══ LISTED RECORDS

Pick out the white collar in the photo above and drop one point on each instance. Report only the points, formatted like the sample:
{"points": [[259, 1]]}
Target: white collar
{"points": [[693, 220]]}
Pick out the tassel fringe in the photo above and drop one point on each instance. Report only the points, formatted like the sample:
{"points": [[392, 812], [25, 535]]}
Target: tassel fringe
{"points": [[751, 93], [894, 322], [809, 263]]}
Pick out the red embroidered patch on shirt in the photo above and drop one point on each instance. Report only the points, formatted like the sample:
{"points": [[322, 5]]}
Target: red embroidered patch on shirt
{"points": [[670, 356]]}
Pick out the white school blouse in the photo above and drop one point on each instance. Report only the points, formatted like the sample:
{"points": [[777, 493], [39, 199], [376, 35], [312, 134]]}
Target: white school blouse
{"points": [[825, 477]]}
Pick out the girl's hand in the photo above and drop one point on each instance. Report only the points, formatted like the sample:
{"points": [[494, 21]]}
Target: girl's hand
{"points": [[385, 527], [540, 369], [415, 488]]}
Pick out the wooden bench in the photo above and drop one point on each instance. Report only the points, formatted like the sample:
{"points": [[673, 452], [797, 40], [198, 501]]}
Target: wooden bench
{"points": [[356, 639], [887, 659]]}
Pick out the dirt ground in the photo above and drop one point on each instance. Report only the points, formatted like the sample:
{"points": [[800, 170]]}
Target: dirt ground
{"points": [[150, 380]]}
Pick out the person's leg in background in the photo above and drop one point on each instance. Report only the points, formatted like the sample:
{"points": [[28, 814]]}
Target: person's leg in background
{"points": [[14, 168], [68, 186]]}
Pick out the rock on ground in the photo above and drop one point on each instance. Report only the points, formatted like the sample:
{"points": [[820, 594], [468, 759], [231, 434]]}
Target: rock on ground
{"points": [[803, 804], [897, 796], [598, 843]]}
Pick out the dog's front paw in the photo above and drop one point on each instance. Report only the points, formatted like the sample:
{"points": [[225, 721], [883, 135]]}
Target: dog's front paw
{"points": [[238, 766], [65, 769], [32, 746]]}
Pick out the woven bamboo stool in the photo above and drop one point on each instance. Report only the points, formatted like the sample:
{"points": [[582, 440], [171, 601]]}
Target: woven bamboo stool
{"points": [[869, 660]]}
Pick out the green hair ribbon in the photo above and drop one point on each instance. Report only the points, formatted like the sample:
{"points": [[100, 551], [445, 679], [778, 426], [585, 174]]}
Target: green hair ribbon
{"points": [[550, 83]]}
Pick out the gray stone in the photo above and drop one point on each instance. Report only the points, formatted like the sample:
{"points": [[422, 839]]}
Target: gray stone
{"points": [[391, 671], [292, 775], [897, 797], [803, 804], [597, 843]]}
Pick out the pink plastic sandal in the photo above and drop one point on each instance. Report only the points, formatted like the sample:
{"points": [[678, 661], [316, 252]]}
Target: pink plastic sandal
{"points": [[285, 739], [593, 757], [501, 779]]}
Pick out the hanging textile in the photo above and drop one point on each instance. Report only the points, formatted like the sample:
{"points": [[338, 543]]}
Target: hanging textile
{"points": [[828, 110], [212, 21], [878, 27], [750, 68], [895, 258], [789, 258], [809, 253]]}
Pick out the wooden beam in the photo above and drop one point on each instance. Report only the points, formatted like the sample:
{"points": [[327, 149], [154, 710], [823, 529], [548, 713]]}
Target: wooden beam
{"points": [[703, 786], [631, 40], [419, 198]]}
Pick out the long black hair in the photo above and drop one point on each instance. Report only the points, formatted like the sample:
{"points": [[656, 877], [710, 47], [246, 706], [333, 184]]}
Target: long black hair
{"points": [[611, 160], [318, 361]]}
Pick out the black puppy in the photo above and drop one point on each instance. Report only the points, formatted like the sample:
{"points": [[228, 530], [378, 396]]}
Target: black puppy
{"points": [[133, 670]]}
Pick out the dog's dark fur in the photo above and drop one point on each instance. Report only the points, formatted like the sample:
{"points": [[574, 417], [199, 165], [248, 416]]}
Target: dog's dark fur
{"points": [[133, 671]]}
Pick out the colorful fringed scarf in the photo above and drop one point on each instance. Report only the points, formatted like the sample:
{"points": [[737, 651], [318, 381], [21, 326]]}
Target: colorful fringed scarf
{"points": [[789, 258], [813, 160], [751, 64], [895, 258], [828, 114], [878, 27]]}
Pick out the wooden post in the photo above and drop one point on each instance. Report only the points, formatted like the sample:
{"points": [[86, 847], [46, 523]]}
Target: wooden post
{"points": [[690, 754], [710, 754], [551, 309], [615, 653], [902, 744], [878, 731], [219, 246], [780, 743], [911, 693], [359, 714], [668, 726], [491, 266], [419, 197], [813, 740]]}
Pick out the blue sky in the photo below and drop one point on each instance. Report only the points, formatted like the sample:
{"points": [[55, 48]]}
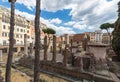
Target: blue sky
{"points": [[69, 16]]}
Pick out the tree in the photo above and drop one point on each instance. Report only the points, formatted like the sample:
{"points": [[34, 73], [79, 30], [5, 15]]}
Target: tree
{"points": [[37, 42], [116, 35], [107, 26], [11, 39], [47, 43]]}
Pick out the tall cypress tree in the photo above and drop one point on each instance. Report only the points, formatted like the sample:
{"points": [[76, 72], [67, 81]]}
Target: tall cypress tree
{"points": [[11, 42], [116, 35]]}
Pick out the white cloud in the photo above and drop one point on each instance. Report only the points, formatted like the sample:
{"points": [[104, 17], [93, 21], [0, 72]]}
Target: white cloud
{"points": [[25, 14], [56, 21], [70, 23], [59, 30], [80, 26], [92, 12]]}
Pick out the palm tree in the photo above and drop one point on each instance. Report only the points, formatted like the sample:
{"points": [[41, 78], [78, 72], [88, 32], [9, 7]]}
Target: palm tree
{"points": [[37, 42], [107, 26], [11, 39]]}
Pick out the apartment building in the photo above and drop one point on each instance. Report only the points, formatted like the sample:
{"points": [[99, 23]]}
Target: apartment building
{"points": [[98, 36], [22, 27], [91, 36]]}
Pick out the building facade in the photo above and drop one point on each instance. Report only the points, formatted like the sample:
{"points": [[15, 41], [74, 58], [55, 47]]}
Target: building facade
{"points": [[22, 27]]}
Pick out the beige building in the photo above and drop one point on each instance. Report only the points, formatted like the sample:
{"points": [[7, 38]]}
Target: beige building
{"points": [[91, 36], [22, 26]]}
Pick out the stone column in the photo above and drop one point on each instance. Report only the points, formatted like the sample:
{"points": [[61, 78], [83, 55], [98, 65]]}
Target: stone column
{"points": [[1, 56], [67, 56], [31, 49], [54, 49], [81, 64], [25, 45], [45, 48], [67, 39]]}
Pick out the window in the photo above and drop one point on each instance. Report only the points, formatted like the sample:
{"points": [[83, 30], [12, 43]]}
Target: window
{"points": [[20, 36], [4, 27], [4, 34], [27, 31], [17, 35], [8, 27], [18, 29], [28, 37], [21, 30]]}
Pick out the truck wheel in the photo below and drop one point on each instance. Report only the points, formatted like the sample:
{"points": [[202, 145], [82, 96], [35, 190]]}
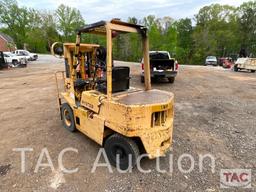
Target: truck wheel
{"points": [[171, 79], [116, 145], [142, 80], [68, 117], [235, 68]]}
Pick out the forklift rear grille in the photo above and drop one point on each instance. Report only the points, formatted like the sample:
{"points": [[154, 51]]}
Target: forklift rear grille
{"points": [[159, 118]]}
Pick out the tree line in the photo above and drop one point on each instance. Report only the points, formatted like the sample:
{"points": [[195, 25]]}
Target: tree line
{"points": [[219, 30]]}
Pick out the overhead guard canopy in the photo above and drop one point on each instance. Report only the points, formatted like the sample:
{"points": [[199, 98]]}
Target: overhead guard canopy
{"points": [[116, 25]]}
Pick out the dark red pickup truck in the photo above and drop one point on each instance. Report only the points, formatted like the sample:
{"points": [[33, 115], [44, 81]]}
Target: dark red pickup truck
{"points": [[161, 66]]}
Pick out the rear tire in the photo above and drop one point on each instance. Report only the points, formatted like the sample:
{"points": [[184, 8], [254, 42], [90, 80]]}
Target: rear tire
{"points": [[125, 147], [68, 117], [171, 79], [15, 62]]}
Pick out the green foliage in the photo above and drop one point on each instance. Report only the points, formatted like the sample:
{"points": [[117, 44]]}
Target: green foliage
{"points": [[220, 30], [68, 19]]}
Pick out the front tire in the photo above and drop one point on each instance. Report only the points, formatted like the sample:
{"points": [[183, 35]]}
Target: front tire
{"points": [[116, 145], [68, 117]]}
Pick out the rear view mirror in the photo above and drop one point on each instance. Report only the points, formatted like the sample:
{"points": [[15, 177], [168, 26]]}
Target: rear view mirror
{"points": [[57, 49]]}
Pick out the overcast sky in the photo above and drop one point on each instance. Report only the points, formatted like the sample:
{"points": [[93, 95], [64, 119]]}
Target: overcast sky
{"points": [[95, 10]]}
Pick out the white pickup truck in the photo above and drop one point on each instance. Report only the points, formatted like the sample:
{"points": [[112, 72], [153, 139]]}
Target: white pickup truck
{"points": [[245, 63], [14, 60], [27, 54]]}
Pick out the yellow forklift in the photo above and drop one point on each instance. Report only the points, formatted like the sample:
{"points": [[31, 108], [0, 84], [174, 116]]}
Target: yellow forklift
{"points": [[98, 101]]}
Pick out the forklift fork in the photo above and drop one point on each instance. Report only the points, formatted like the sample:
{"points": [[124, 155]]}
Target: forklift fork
{"points": [[57, 79]]}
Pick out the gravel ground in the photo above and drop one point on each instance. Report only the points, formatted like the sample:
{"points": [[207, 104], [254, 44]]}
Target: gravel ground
{"points": [[215, 112]]}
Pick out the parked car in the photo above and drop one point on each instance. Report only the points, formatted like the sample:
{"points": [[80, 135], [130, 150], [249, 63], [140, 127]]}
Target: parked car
{"points": [[246, 64], [14, 60], [226, 62], [29, 56], [161, 66], [3, 64], [211, 60]]}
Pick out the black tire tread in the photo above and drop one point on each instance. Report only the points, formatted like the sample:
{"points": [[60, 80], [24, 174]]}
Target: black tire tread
{"points": [[129, 141], [72, 128]]}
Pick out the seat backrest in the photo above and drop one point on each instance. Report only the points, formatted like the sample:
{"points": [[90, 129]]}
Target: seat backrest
{"points": [[120, 78]]}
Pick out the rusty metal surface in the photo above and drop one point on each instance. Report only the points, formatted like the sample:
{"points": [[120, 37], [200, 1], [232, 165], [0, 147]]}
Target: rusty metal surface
{"points": [[145, 97]]}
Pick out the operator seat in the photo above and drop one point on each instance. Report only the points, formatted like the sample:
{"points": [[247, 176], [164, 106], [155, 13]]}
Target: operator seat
{"points": [[120, 80]]}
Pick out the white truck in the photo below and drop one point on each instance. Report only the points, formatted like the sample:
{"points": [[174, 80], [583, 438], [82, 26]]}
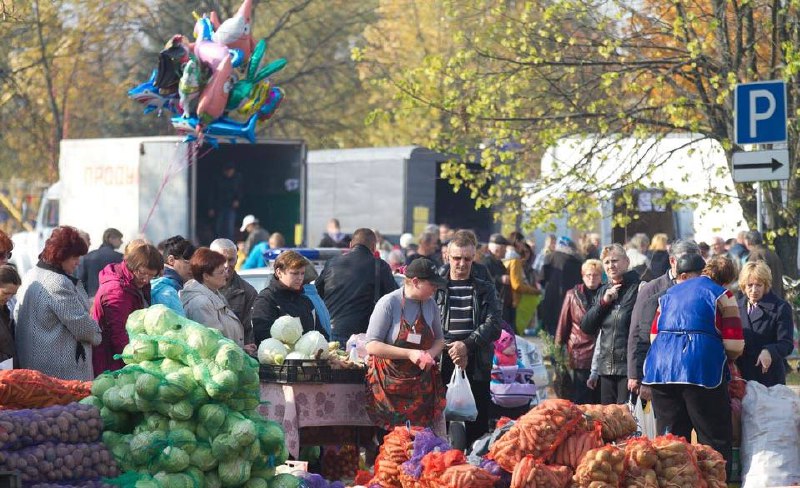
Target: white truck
{"points": [[157, 187]]}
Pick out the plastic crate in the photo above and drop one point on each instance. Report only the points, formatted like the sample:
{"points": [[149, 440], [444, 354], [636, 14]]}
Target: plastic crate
{"points": [[309, 371]]}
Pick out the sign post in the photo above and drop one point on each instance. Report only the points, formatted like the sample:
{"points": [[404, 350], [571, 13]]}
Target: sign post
{"points": [[760, 118]]}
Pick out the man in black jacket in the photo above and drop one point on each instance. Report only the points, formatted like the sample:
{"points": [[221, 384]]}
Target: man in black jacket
{"points": [[611, 314], [94, 262], [352, 283], [471, 318]]}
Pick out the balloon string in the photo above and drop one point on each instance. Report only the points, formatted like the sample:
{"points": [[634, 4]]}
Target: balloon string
{"points": [[192, 158]]}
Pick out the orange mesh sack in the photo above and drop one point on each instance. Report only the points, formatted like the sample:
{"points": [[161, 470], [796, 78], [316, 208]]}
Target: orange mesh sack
{"points": [[677, 463], [600, 468], [711, 465], [530, 473], [570, 452], [27, 388], [617, 420], [640, 464], [538, 433]]}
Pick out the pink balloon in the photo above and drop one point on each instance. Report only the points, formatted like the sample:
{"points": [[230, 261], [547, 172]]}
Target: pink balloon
{"points": [[215, 94]]}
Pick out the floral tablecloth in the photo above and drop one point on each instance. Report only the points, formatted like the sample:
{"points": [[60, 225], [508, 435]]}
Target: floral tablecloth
{"points": [[313, 405]]}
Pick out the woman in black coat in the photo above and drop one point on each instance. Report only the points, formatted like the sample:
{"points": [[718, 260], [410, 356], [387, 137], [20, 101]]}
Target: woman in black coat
{"points": [[767, 325], [284, 296]]}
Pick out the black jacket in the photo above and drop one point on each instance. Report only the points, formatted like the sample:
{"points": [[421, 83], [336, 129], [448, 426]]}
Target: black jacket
{"points": [[486, 314], [614, 320], [94, 262], [347, 285], [277, 300], [562, 272], [652, 288], [768, 327]]}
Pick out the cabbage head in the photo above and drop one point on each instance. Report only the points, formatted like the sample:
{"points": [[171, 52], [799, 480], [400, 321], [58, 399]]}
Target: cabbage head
{"points": [[234, 472], [311, 344], [203, 458], [287, 329], [272, 351], [173, 459]]}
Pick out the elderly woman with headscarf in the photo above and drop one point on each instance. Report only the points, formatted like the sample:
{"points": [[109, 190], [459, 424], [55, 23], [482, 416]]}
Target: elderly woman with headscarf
{"points": [[560, 273], [55, 331]]}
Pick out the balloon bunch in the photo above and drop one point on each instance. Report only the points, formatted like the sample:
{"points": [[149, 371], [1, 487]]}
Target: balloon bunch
{"points": [[215, 86]]}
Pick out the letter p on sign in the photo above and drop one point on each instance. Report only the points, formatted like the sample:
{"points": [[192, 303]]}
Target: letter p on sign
{"points": [[760, 112]]}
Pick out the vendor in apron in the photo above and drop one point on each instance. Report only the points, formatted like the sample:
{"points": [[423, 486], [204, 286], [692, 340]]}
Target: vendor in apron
{"points": [[403, 339]]}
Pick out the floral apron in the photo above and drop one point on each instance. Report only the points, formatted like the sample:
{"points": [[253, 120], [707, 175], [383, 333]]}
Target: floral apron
{"points": [[400, 390]]}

════

## [TASK INSTRUCTIONS]
What is the number of lines in the listing that hold "below"? Give that number and nothing more.

## [REPLY]
3